» **WRITTEN TASK A**
Decide whether each statement below agrees with the text about revising a student poem, answering yes or no and quoting the deciding words. (i) The draft contained a specific image of birds jabbing the air with their beaks. (ii) The student was a senior in high school. (iii) The discussion about revision lasted about an hour.
» **WRITTEN TASK B**
Please carry on the text about revising a student poem from its final sentence.

» **TEXT PASSAGE**
%%
The poem turned out to be six or eight lines long, describing the narrator's feelings as he sits and listens to the movements and noises of birds circling overhead. The poem was, as first drafts of student poems tend to be, somewhat uneven. There was one very specific image of the birds jabbing the air with their beaks. There were a number of vaguer, more generalized lines, and my suggestion to the student was that he cut some of those fuzzy lines out and try to generate some more concrete, specific images that would have the same impact as the strong line about the birds. I suggested he might want to take another piece of paper, write eight or ten sense-oriented lines quickly, and then select two or three of those lines to insert in his poem.
The student looked at me in befuddlement. "Is it all right to do that?"
"To do what?"
"To change your poem after you've written it."
"Why would it not be okay to change your poem after you've written it?"
"Well, I've always thought that good poems were supposed to be spontaneous. You know, like, "First thought, best thought?"
I spent the next ten or fifteen minutes attempting to disabuse the student of the notion that good writing is something that happens automatically. Once in a blue moon, perhaps, a writer may sit down like Coleridge awakening from his opium-induced dream and dash off a work of transcendent literary merit, but for most good writers, and for most of the rest of us mere mortals, reality is much more mundane. So I put aside my existential questions (like How does one get to be a junior in high school in what is purported to be one of the better private schools in American and have no notion that poets are allowed to revise?) and trotted out what evidence I had at hand to give him an alternative way of thinking about revision.
%%
Saved entries
%%
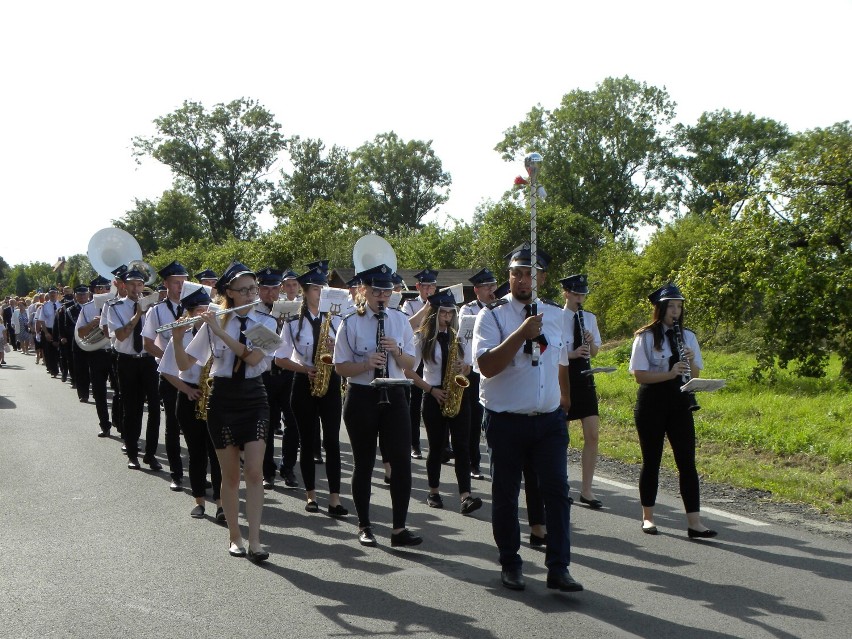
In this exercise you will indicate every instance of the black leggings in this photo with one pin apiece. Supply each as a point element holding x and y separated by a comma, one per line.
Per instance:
<point>310,412</point>
<point>365,421</point>
<point>661,411</point>
<point>436,433</point>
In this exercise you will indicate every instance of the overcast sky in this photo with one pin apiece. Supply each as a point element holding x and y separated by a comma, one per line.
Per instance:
<point>81,79</point>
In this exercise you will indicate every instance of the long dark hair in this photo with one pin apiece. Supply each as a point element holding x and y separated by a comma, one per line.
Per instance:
<point>656,324</point>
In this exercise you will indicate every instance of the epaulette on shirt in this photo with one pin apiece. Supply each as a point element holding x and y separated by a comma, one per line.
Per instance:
<point>496,303</point>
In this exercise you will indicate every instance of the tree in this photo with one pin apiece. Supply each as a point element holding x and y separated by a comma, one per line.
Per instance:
<point>725,159</point>
<point>402,181</point>
<point>605,151</point>
<point>221,159</point>
<point>316,175</point>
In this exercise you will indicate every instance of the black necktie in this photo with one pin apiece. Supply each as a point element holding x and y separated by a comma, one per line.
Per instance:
<point>239,369</point>
<point>380,329</point>
<point>443,342</point>
<point>137,332</point>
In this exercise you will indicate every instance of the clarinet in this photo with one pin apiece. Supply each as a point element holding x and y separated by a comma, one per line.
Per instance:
<point>383,371</point>
<point>681,352</point>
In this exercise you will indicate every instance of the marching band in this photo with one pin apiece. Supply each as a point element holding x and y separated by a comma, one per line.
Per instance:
<point>225,365</point>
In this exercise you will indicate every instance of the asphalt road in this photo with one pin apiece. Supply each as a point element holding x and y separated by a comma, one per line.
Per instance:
<point>92,549</point>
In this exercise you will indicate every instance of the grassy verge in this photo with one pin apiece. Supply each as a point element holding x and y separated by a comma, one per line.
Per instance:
<point>792,438</point>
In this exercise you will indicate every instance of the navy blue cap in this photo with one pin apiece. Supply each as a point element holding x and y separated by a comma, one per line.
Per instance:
<point>443,299</point>
<point>380,276</point>
<point>234,270</point>
<point>483,277</point>
<point>315,276</point>
<point>575,284</point>
<point>427,276</point>
<point>269,276</point>
<point>174,268</point>
<point>520,256</point>
<point>667,292</point>
<point>99,281</point>
<point>194,295</point>
<point>207,274</point>
<point>320,264</point>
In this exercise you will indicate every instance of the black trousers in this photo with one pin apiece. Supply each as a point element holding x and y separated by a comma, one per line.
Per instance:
<point>200,449</point>
<point>365,421</point>
<point>168,396</point>
<point>471,396</point>
<point>139,379</point>
<point>311,414</point>
<point>82,378</point>
<point>100,365</point>
<point>437,427</point>
<point>661,412</point>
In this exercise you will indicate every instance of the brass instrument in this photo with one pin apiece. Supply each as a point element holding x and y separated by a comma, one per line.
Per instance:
<point>189,321</point>
<point>322,360</point>
<point>454,383</point>
<point>681,352</point>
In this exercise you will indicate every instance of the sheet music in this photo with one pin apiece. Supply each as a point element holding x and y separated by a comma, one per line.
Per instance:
<point>701,384</point>
<point>332,300</point>
<point>265,339</point>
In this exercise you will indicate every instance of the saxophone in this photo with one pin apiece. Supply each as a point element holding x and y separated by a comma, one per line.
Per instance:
<point>322,361</point>
<point>454,384</point>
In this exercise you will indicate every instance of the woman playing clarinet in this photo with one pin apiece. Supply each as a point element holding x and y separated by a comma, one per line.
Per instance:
<point>237,408</point>
<point>663,353</point>
<point>372,343</point>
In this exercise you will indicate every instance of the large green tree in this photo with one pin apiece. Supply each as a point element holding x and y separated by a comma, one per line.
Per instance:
<point>402,181</point>
<point>605,151</point>
<point>724,159</point>
<point>221,158</point>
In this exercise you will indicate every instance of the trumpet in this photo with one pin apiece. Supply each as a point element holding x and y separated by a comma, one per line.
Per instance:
<point>188,321</point>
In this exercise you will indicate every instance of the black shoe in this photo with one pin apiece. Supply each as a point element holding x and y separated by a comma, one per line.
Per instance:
<point>538,542</point>
<point>563,581</point>
<point>337,511</point>
<point>152,462</point>
<point>513,578</point>
<point>470,504</point>
<point>405,538</point>
<point>435,501</point>
<point>257,557</point>
<point>701,534</point>
<point>366,537</point>
<point>594,504</point>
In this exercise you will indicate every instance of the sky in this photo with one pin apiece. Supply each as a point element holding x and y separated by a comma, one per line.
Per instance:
<point>80,80</point>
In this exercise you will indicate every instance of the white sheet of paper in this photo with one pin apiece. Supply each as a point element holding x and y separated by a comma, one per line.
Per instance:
<point>265,339</point>
<point>700,384</point>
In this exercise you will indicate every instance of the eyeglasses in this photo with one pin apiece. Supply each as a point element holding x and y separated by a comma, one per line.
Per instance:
<point>246,290</point>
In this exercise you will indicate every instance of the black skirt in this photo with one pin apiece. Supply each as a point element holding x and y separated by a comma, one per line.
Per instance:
<point>237,411</point>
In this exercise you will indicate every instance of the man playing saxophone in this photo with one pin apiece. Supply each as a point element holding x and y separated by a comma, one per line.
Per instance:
<point>307,340</point>
<point>445,364</point>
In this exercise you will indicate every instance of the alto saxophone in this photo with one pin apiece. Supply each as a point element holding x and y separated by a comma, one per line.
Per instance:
<point>454,383</point>
<point>322,360</point>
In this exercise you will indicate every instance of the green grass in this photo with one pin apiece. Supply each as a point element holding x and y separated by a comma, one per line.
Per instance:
<point>792,437</point>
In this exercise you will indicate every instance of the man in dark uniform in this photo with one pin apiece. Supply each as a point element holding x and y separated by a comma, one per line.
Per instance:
<point>164,312</point>
<point>427,282</point>
<point>99,362</point>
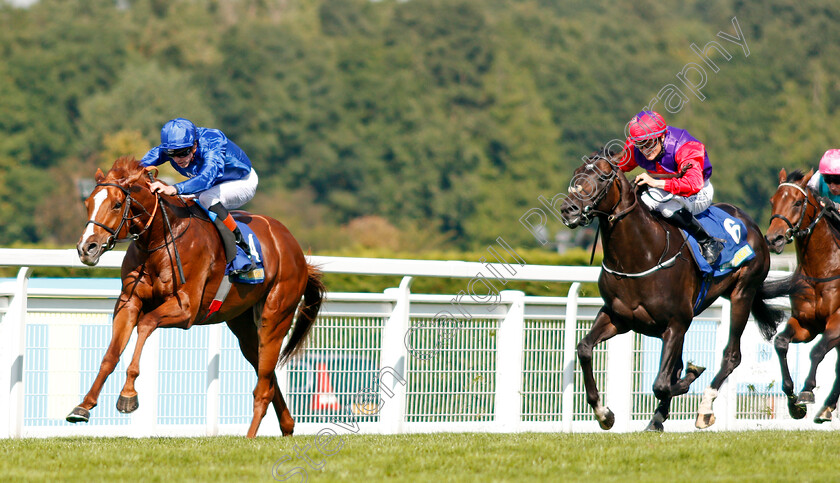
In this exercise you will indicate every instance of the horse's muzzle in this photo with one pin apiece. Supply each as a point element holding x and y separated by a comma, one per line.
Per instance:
<point>776,243</point>
<point>89,252</point>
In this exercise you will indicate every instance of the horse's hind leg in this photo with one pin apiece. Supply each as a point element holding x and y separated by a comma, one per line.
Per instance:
<point>781,343</point>
<point>828,341</point>
<point>666,381</point>
<point>602,329</point>
<point>245,329</point>
<point>741,300</point>
<point>824,414</point>
<point>275,321</point>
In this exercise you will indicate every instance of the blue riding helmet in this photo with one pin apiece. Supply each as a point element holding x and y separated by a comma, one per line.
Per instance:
<point>177,133</point>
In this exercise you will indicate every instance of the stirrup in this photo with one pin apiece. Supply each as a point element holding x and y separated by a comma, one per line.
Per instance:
<point>711,249</point>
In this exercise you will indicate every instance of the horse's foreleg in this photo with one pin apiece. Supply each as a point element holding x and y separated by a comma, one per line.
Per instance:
<point>128,402</point>
<point>125,318</point>
<point>781,342</point>
<point>602,329</point>
<point>669,365</point>
<point>175,311</point>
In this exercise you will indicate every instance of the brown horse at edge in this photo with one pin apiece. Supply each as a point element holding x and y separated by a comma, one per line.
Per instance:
<point>815,289</point>
<point>649,284</point>
<point>163,229</point>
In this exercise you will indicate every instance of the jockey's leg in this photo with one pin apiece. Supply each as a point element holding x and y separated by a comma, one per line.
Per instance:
<point>679,210</point>
<point>231,235</point>
<point>228,236</point>
<point>709,245</point>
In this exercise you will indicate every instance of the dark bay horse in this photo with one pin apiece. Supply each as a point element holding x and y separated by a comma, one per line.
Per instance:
<point>649,284</point>
<point>165,229</point>
<point>815,291</point>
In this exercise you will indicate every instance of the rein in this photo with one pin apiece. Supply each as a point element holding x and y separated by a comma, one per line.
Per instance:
<point>666,264</point>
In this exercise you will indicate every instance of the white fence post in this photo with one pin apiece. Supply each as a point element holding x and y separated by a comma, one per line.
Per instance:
<point>509,340</point>
<point>567,403</point>
<point>729,389</point>
<point>394,353</point>
<point>214,360</point>
<point>15,349</point>
<point>620,379</point>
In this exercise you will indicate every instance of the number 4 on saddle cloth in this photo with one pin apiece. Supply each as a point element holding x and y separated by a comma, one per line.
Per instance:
<point>736,250</point>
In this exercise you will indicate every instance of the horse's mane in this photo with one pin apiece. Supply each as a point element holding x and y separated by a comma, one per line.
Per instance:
<point>124,167</point>
<point>795,175</point>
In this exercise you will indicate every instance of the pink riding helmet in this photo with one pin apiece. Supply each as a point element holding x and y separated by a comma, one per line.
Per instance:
<point>830,162</point>
<point>646,125</point>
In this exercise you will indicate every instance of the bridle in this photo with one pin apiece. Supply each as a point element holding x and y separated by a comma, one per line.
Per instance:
<point>126,218</point>
<point>588,213</point>
<point>795,230</point>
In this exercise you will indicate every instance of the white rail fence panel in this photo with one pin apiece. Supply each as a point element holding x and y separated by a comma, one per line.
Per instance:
<point>376,363</point>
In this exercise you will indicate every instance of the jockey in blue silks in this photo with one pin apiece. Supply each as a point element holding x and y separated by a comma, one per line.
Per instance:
<point>220,174</point>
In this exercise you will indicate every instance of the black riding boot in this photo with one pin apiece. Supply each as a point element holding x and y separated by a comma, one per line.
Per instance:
<point>709,245</point>
<point>230,238</point>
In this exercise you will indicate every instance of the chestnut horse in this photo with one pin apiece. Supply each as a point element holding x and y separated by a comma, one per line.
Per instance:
<point>154,294</point>
<point>815,299</point>
<point>649,283</point>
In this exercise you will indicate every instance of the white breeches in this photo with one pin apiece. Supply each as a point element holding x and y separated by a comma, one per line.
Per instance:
<point>667,204</point>
<point>232,194</point>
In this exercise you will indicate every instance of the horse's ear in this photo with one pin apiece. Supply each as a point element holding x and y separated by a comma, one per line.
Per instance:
<point>807,176</point>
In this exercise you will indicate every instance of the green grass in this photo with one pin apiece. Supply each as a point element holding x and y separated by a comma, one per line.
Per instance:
<point>740,456</point>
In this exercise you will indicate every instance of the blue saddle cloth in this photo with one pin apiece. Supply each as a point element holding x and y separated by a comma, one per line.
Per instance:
<point>732,231</point>
<point>242,262</point>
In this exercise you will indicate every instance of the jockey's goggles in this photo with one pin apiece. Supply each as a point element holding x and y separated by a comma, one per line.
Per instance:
<point>179,153</point>
<point>831,178</point>
<point>646,144</point>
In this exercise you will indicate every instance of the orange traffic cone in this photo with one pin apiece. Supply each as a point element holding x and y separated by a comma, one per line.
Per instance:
<point>324,398</point>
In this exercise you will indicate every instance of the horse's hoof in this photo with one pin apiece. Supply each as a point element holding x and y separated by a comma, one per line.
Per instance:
<point>823,416</point>
<point>607,420</point>
<point>704,420</point>
<point>805,397</point>
<point>127,405</point>
<point>78,415</point>
<point>796,409</point>
<point>693,369</point>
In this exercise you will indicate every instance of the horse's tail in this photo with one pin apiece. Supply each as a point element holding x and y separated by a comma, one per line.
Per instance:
<point>769,317</point>
<point>313,296</point>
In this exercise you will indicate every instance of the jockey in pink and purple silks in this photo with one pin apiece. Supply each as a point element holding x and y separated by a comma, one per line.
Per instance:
<point>660,149</point>
<point>219,174</point>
%%
» **RESPONSE A**
(i) Yes: "There was one very specific image of the birds jabbing the air with their beaks."
(ii) No: "How does one get to be a junior in high school"
(iii) No: "I spent the next ten or fifteen minutes attempting to disabuse the student of the notion that good writing is something that happens automatically."

» **RESPONSE B**
I showed him Yeats's poem "After Long Silence,"
Speech after long silence; it is right,
All other lovers being estranged or dead,
Unfriendly lamplight hid under its shade,
The curtains drawn upon unfriendly night,
That we descant and yet again descant
Upon the supreme theme of Art and Song:
Bodily decrepitude is wisdom; young
We loved each other and were ignorant.
and then showed him what Yeats started with:
Your hair is white
My hair is white
Come let us talk of love
What other theme do we know
When we were young
We were in love with one another
And therefore ignorant.
(The draft is cited by Richard Ellman in his book The Identity of Yeats (280), and has been much anthologized since then.)
I showed him the photocopies of the 50 pages of drafts of Randell Jarrell's poem "Jerome," which were collected and published in the book Jerome: The Biography of a Poem (Grossman, 1971) by his wife after his death.
I showed him the passage in David Huddle's terrific essay "Let's Say You Wrote Badly This Morning" where he says
Revision is democracy's literary method, the tool that allows an ordinary person to aspire to extraordinary achievement.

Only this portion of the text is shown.